• _DOCUMENT EXCERPT_:
* Start *
Re: Infinite recursion in createDataFrame for avro types

Brad Cox Mon, 11 Apr 2016 15:32:38 -0700

Regarding the attached report, I really need a clue...

By replacing the avro-generated bean with a hand-coded one and steadily pruning 
it down to bare essentials, I've confirmed that the stack overflow is triggered 
by precisely this avro-generated line: public org.apache.avro.Schema 
getSchema() { return SCHEMA$; }. Does anybody have any idea what's causing this 
and how to get around it?


Dr. Brad J. Cox    Cell: 703-594-1883 Skype: dr.brad.cox




> On Apr 10, 2016, at 12:51 PM, Brad Cox <bradj...@gmail.com> wrote:
> 
> I'm getting a StackOverflowError from inside the createDataFrame call in this 
> example. It originates in scala code involving java type inferencing which 
> calls itself in an infinite loop.
* End *
• _MATERIAL SUPPLIED_:
* Start *
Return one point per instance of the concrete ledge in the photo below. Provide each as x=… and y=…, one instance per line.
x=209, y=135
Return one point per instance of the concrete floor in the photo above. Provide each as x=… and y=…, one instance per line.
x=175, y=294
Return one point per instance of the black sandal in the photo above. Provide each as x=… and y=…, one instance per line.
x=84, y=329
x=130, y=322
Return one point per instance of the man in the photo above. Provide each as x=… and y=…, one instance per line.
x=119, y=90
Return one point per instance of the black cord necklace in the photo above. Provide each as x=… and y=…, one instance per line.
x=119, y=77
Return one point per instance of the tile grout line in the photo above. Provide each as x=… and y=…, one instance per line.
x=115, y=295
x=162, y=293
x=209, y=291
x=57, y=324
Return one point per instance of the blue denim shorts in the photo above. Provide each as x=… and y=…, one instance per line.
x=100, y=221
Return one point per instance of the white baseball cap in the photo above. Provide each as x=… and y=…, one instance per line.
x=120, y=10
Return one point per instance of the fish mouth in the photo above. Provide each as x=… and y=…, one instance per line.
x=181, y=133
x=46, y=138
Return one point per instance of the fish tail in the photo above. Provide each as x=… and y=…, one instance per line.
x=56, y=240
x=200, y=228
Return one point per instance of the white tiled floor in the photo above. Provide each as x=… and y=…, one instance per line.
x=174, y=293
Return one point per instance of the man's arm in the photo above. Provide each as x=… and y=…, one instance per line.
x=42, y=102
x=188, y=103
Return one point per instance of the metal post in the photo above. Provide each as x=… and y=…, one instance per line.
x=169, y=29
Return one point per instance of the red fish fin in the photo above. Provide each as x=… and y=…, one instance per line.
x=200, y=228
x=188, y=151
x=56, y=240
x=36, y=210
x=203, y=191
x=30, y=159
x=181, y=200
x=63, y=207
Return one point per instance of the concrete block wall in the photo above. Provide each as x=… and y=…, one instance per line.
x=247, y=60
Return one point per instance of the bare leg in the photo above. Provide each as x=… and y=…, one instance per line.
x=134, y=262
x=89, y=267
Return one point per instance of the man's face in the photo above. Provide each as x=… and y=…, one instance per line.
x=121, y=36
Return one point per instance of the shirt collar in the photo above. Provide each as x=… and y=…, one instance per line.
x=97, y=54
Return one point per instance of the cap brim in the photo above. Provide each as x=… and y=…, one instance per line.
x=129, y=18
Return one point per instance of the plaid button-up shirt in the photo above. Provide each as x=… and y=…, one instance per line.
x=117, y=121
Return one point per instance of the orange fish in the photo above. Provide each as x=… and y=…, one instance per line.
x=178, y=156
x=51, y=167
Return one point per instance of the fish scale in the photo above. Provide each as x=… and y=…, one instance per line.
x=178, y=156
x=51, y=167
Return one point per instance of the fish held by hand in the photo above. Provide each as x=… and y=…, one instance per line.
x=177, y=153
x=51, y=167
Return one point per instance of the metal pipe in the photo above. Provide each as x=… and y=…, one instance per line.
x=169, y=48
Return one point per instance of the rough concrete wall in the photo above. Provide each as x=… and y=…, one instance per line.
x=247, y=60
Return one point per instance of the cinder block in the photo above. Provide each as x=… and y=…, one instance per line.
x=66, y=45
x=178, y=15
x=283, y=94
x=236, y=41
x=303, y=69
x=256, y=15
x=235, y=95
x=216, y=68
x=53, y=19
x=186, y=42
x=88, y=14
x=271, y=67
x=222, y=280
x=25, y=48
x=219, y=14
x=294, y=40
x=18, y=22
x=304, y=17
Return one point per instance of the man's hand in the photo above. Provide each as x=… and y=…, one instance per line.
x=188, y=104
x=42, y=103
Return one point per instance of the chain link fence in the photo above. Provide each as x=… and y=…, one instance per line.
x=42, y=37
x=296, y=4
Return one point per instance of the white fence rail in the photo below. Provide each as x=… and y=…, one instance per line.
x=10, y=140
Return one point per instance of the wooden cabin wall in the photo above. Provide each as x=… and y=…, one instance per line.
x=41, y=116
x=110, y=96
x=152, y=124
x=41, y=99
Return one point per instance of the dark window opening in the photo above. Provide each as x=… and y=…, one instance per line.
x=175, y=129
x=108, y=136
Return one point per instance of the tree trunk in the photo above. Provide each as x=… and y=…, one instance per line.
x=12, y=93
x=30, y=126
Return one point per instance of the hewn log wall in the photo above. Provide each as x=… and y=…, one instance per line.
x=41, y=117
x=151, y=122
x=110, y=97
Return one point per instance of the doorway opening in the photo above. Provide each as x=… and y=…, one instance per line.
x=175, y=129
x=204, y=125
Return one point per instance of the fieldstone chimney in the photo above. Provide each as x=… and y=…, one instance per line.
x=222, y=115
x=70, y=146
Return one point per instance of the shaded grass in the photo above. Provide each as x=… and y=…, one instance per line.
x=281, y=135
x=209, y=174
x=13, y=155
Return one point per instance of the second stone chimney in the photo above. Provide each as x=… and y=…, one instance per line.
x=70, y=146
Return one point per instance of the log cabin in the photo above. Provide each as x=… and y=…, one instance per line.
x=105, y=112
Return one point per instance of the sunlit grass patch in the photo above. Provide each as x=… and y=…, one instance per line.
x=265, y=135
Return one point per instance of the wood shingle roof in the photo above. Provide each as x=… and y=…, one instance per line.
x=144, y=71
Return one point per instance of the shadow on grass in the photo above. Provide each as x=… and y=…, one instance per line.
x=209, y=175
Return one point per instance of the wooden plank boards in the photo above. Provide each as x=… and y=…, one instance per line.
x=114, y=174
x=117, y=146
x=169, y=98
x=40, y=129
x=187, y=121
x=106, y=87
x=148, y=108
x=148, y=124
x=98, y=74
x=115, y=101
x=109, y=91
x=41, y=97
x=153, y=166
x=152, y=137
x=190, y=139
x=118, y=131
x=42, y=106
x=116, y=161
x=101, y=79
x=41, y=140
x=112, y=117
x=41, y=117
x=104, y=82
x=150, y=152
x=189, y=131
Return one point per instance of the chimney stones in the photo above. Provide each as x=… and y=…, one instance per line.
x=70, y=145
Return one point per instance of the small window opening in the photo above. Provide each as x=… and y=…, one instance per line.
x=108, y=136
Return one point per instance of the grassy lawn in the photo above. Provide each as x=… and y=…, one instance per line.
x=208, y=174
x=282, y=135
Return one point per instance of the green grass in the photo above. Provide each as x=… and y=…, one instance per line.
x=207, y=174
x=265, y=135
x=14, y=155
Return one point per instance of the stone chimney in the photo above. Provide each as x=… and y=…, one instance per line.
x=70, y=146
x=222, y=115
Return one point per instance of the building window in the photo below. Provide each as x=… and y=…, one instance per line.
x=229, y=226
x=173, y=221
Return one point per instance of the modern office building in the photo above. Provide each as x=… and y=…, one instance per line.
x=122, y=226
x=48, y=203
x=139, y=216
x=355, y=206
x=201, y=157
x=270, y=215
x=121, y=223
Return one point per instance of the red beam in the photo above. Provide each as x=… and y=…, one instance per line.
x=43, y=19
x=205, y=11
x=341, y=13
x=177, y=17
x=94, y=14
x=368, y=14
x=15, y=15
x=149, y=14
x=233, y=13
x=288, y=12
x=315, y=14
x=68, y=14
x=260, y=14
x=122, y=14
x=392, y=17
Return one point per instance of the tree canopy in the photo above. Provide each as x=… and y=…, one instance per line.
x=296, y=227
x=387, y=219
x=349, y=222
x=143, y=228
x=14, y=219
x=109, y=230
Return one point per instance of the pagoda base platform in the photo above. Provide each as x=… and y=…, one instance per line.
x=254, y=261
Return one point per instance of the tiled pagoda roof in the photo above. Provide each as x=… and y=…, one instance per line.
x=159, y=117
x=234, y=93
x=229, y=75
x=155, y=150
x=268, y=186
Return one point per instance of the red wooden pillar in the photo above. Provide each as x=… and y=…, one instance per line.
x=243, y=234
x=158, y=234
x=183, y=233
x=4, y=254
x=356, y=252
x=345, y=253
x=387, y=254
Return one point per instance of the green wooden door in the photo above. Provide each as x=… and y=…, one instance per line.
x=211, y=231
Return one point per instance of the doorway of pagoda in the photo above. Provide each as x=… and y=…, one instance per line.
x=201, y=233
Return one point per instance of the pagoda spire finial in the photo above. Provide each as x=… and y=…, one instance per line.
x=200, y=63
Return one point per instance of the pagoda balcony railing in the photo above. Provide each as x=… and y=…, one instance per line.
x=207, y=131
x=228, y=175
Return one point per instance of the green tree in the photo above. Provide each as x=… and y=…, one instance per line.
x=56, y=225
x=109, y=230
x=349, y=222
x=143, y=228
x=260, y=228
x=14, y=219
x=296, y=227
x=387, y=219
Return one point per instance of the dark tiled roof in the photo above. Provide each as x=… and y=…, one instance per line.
* End *
• _TASK INSTRUCTIONS_:
In the forum thread about infinite recursion in createDataFrame, which avro-generated line was confirmed to trigger the stack overflow?

• _TASK OUTPUT_:
public org.apache.avro.Schema getSchema() { return SCHEMA$; }